Data for review below:
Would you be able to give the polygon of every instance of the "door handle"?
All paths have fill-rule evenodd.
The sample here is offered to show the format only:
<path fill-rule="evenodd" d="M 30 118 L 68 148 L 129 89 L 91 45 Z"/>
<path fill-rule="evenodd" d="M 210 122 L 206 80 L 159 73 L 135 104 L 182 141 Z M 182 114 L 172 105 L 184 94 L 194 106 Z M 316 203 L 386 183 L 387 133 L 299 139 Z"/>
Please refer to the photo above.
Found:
End of Data for review.
Aim of the task - Every entry above has to be returned exactly as written.

Answer to this task -
Would you be able to give the polygon of every instance of the "door handle"?
All paths have fill-rule evenodd.
The sample here is offered to show the format only:
<path fill-rule="evenodd" d="M 30 118 L 68 148 L 129 89 L 91 45 Z"/>
<path fill-rule="evenodd" d="M 210 122 L 206 80 L 159 73 L 135 104 L 182 141 Z M 182 114 L 172 105 L 184 94 L 194 106 Z M 316 203 L 386 183 L 387 133 L 299 139 Z"/>
Please refer to the photo above.
Found:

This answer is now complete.